(Aufgabenstellung):
• a. Welche Art von Forderungen lag laut dem Dokumentausschnitt vor?
• b. Formulieren Sie im Dokumentausschnitt den Teil zwischen „Bei den Forderungen“ und „dies zu pauschal.“, beide einschließlich, neu und setzen Sie dabei „Antragstellerin“ anstelle von „Klägerin“.

(Dokumentausschnitt):
+-------+

Bei den Forderungen handelte es sich um Werklohnforderungen nach § 631 Abs.1 BGB der A…GmbH gegen die T… GmbH. Anhand der vom Beklagten eingereichten Rechnungen ist ersichtlich, dass es sich um werkvertragliche Arbeiten am „…“ handelte. Die Klägerin macht geltend, dass es aufgrund der Schlussrechnungsreife keinen Anspruch auf die Abschlagszahlungen mehr gäbe.

Es kann dahinstehen, ob die Rechnungen Abschlagsrechnungen auf den Hauptvertrag darstellten, oder isoliert abzurechnende Zusatzleistungen beinhalteten. In beiden Fällen wäre die Abrechnung seitens der Beklagten zu 1. zum maßgeblichen Zeitpunkt der Abtretung berechtigt gewesen. Soweit die Klägerin dies unter Bezugnahme auf Äußerungen der Schuldnerin bestreitet, bleibt dies zu pauschal.

+-------+

(Angezeigte Angaben):
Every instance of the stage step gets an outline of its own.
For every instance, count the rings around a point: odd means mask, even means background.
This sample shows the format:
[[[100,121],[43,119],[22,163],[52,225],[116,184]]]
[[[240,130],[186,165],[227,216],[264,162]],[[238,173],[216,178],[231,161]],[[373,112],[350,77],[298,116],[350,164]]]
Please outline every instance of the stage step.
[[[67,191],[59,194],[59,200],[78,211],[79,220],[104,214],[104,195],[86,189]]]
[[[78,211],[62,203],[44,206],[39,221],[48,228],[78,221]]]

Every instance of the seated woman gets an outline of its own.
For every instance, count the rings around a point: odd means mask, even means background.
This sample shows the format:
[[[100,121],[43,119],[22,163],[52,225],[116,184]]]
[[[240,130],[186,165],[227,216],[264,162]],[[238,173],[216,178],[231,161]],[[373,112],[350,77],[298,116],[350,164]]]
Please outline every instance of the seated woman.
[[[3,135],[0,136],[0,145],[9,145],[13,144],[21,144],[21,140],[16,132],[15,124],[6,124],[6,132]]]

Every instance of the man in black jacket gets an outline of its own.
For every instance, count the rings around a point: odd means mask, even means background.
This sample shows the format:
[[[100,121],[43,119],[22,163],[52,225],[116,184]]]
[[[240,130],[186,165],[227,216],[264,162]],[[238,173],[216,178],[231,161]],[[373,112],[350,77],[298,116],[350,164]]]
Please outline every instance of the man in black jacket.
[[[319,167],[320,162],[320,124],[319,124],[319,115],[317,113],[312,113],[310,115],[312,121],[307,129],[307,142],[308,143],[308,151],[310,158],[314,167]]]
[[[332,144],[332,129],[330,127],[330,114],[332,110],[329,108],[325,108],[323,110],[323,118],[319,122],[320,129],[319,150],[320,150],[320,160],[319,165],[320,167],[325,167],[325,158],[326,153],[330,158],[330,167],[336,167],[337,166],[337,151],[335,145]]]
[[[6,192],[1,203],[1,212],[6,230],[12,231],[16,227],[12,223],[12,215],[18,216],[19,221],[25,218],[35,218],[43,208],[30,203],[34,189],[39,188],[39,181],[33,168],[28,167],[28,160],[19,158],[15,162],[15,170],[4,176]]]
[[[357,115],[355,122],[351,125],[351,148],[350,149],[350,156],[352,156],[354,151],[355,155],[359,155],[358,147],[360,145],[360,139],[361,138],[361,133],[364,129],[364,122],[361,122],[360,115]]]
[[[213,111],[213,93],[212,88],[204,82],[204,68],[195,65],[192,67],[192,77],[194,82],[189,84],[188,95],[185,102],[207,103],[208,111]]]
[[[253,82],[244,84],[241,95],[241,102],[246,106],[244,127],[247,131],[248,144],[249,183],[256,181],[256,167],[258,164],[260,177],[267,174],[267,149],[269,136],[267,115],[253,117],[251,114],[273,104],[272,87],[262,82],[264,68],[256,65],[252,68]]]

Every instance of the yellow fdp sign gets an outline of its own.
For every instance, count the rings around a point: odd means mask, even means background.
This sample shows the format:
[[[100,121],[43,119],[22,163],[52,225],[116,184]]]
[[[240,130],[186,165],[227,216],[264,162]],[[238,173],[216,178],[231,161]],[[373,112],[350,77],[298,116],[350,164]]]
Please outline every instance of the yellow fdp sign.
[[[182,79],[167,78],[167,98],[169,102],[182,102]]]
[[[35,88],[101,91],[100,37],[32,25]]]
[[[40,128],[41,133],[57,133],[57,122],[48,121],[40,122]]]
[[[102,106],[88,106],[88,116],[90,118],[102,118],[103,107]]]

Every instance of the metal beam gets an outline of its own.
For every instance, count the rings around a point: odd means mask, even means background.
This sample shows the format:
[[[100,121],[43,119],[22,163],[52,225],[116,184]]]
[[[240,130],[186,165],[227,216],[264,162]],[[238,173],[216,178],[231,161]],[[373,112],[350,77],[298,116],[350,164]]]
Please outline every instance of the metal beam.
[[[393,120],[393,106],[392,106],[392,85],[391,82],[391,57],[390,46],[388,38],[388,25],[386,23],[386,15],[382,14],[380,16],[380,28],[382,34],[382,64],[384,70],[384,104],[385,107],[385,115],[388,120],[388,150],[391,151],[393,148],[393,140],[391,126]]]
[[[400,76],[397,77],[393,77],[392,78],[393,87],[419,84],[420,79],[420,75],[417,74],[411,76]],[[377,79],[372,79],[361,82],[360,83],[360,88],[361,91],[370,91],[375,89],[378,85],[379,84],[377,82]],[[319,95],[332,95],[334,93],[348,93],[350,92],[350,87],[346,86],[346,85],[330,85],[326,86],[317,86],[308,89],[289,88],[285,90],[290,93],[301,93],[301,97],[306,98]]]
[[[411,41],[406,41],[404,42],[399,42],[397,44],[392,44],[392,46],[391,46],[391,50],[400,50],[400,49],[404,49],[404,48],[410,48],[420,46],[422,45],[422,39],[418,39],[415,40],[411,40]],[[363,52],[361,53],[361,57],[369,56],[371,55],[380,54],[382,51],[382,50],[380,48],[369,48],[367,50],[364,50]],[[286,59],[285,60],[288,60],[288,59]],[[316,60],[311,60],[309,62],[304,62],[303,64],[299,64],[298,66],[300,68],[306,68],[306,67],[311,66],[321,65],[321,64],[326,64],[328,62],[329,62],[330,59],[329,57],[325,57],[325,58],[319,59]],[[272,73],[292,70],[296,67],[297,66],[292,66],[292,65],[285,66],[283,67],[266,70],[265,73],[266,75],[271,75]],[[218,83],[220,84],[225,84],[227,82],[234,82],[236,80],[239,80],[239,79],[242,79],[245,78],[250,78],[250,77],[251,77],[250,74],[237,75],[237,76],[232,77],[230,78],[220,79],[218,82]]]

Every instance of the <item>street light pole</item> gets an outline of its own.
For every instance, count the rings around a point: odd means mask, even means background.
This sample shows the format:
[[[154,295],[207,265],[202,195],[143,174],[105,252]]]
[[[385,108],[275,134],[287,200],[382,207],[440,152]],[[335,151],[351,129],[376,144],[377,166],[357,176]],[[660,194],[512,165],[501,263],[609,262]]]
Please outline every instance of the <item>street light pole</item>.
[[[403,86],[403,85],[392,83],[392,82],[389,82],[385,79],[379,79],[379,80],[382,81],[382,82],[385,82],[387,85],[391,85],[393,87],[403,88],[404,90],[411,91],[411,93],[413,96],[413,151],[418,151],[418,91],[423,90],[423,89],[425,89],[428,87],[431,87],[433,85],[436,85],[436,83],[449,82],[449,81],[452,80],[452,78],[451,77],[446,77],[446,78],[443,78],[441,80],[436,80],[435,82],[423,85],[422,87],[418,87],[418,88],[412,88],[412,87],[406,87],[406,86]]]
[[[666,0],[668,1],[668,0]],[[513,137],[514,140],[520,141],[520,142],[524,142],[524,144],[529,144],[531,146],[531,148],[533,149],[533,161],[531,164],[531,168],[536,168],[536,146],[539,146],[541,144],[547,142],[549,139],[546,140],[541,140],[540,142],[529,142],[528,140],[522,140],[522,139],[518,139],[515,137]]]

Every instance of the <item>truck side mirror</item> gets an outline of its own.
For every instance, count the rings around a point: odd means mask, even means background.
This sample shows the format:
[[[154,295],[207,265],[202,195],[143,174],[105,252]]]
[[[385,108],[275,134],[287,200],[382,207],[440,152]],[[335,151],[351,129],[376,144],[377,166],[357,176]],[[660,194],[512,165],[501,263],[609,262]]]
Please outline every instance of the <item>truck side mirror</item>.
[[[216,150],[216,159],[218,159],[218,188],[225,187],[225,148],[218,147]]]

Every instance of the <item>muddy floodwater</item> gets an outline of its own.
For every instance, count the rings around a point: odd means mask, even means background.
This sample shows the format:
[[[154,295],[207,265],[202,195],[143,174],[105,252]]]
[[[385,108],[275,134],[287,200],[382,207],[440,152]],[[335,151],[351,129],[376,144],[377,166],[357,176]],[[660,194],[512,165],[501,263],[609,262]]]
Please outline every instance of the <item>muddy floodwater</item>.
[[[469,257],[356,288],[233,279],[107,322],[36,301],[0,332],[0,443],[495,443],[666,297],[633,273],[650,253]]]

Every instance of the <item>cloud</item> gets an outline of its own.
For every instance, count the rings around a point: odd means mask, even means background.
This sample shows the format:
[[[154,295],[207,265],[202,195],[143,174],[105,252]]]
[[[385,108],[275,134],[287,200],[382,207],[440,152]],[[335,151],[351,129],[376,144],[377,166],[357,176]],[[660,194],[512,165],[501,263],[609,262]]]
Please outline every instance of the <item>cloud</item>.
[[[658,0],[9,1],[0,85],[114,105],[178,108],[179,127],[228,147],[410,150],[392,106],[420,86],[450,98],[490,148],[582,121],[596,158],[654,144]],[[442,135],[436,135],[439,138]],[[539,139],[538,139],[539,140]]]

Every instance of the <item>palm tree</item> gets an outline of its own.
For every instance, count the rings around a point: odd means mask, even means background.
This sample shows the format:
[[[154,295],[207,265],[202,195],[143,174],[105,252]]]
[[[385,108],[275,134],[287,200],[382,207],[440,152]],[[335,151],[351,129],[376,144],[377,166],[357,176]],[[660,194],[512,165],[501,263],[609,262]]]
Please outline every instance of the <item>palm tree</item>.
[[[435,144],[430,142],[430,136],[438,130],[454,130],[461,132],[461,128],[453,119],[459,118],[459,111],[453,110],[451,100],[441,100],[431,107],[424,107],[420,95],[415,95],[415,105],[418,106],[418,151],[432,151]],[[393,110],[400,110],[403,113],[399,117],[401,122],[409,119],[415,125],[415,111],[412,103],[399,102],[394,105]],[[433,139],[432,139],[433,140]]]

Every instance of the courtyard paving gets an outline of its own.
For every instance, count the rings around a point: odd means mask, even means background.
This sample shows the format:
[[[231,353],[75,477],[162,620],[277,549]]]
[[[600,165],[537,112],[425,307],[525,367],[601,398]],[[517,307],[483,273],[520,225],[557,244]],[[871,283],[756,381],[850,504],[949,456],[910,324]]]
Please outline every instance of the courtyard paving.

+-------+

(Lösungen je Aufgabe):
• a. Werklohnforderungen nach § 631 Abs.1 BGB

• b.
Bei den Forderungen handelte es sich um Werklohnforderungen nach § 631 Abs.1 BGB der A…GmbH gegen die T… GmbH. Anhand der vom Beklagten eingereichten Rechnungen ist ersichtlich, dass es sich um werkvertragliche Arbeiten am „…“ handelte. Die Antragstellerin macht geltend, dass es aufgrund der Schlussrechnungsreife keinen Anspruch auf die Abschlagszahlungen mehr gäbe.

Es kann dahinstehen, ob die Rechnungen Abschlagsrechnungen auf den Hauptvertrag darstellten, oder isoliert abzurechnende Zusatzleistungen beinhalteten. In beiden Fällen wäre die Abrechnung seitens der Beklagten zu 1. zum maßgeblichen Zeitpunkt der Abtretung berechtigt gewesen. Soweit die Antragstellerin dies unter Bezugnahme auf Äußerungen der Schuldnerin bestreitet, bleibt dies zu pauschal.